* _Set of tasks_:
1) Answer these questions from the military divorce text.
(a) Under which act may state courts divide retired pay in a military divorce?
(b) Up to what share of retirement pay may a state court award to the former spouse?
(c) Does the act cover only male members of the uniformed services?
2) Pick up the text on military divorce from where it stops, and continue it.

* _Document passage_:
--------------------

Term Definition Military Divorce - a divorce involving an member of the uniformed services and his or her spouse, who may or may not be in the military.
Application in Divorce A military divorce differs from a civilian divorce in one salient feature. A military divorce permits state courts to divide retirement benefits ("retired pay") according to the Uniformed Services Former Spouses’ Protection Act (USFSPA). This means the state courts, which grant the divorce, may treat retirement pay as property and award up to 50 percent of it to the former spouse.

USFSPA applies to both male and female members of the uniform services, regular and reserve components on active duty, or already retired in the army, navy, air force, marine corps, coast guard, national guard and reserve, public health service and National Oceanographic and Atmospheric Administration in any court of competent administration in the United States, the District of Columbia, Puerto Rico, Guam, American Samoa, the Virgin Islands, the Northern Marina Islands, the Trust Territory of the Pacific.

--------------------

(Records from a data source)
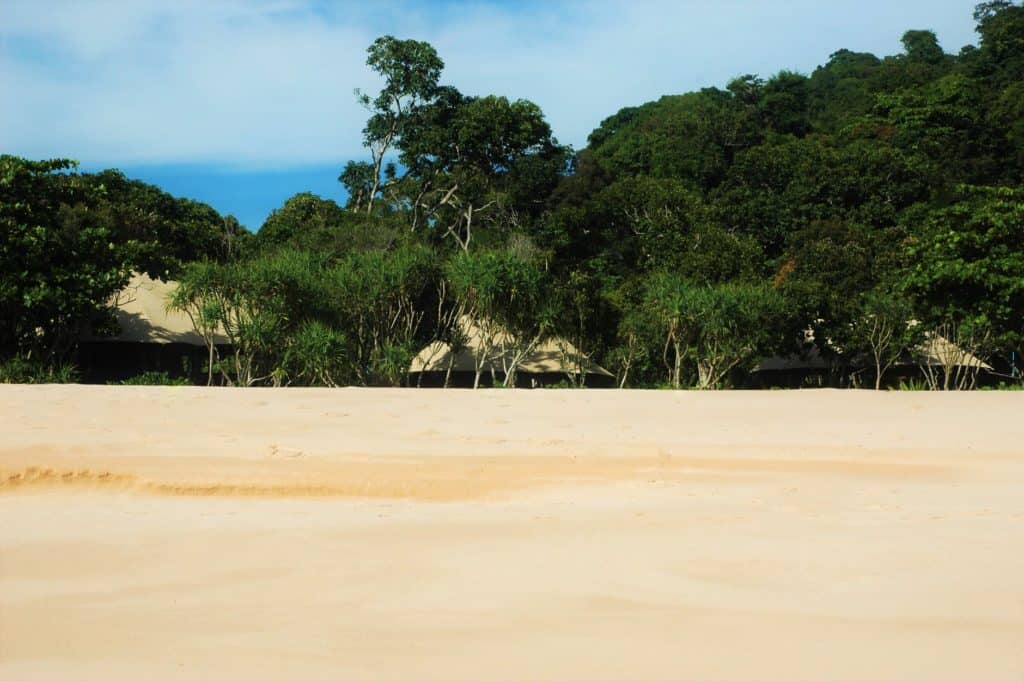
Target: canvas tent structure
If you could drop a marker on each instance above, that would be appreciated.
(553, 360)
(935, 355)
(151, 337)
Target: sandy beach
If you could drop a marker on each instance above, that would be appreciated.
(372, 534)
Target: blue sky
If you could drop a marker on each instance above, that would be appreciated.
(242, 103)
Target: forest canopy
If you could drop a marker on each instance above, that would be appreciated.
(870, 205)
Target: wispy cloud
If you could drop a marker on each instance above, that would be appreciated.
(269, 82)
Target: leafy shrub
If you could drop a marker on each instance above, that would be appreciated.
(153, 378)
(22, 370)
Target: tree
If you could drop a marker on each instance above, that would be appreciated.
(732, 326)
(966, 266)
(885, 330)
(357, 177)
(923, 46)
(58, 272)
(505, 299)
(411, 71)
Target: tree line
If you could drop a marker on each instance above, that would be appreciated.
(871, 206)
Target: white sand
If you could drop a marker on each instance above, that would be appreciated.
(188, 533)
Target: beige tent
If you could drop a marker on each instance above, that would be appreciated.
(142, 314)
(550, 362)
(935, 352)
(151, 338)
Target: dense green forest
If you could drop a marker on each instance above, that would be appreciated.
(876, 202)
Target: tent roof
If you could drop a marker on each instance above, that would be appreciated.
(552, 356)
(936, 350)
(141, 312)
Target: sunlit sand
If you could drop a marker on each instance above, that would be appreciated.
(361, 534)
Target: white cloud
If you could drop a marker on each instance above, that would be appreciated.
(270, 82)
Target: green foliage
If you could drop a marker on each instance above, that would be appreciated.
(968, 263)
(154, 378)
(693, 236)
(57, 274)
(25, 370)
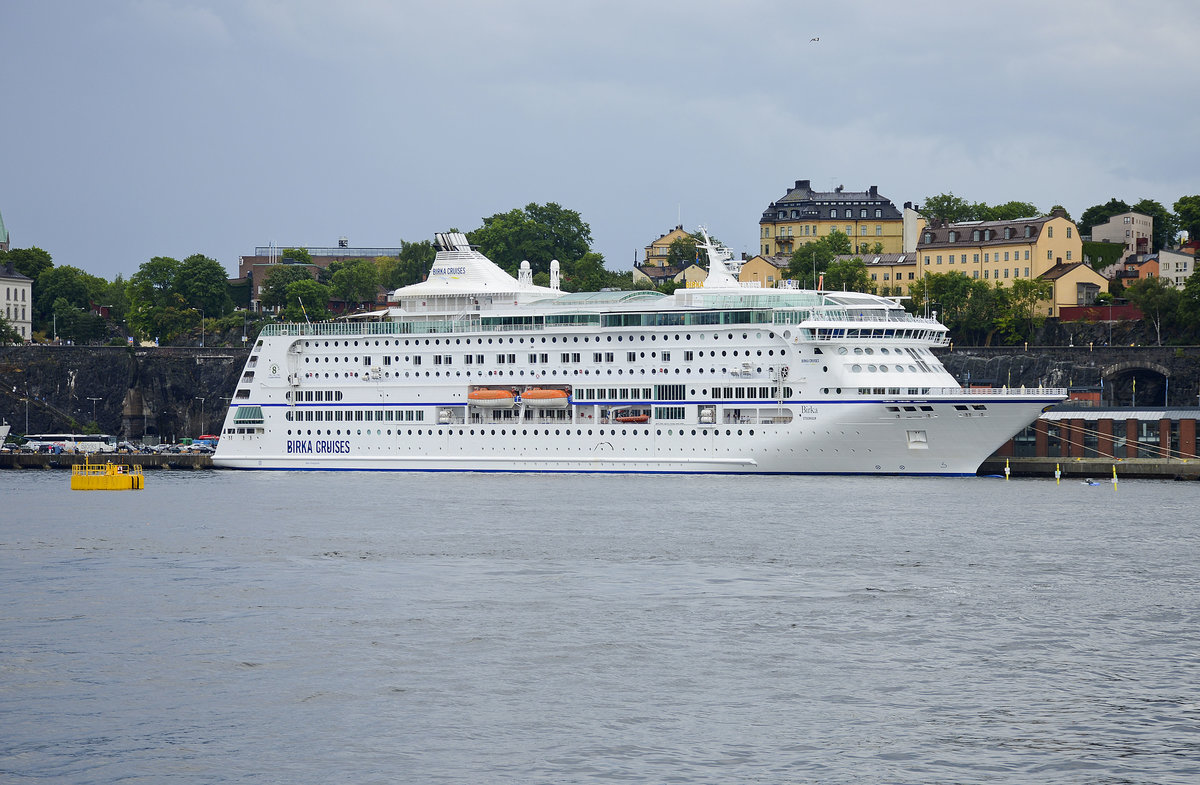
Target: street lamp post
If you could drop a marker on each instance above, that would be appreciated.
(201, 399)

--------------------

* _Outputs by task_:
1)
(a) The Uniformed Services Former Spouses’ Protection Act (USFSPA).
(b) Up to 50 percent.
(c) No. It applies to both male and female members.

2)
The salient feature of USFSPA is that it permits a former spouse to receive up to 50 percent of the military members retired pay directly from the finance center, based on the number of years married concurrent with military service. Moreover, the computation of the retired pay is made based on the rank at the time of retirement, not at the time of divorce.

For purposes of a divorce settlement, retired pay is classified as property, not income. USFSPA applies to all military divorces subsequent to June 25, 1981.

USFSPA does not preclude the award of other support from retired pay. The division of retired pay may be made apart from any alimony or child support. Furthermore -- an this feature most troubles some military members -- since it is property, the pay continues even after the remarriage of the former nonmilitary spouse. For a military spouse to receive retired pay he or she must serve no less than 20 years of creditable service, yet the marriage need "only to have lasted at least 10 years during which the member performed at least 10 years of creditable service."

Significantly, there is no need for the nonmilitary spouse to prove need or a "contribution to the military member’s career." Mo reover, there is no time limit for a former spouse to make a claim against the retired pay of a former military spouse.

Military divorces sometimes include elements that make them more complicated than civilian divorces, including but not limited to, the length of marriage during the military career as a determinant for benefits (including medical care, commissary and exchange privileges) and pre- and post-service employment (with a provision against dual compensation).

In most civilian divorces, property is divided. In a military marriage, this often does not include a house or other substantial assets. The military members retirement benefits are sometimes the only financial asset worth dividing.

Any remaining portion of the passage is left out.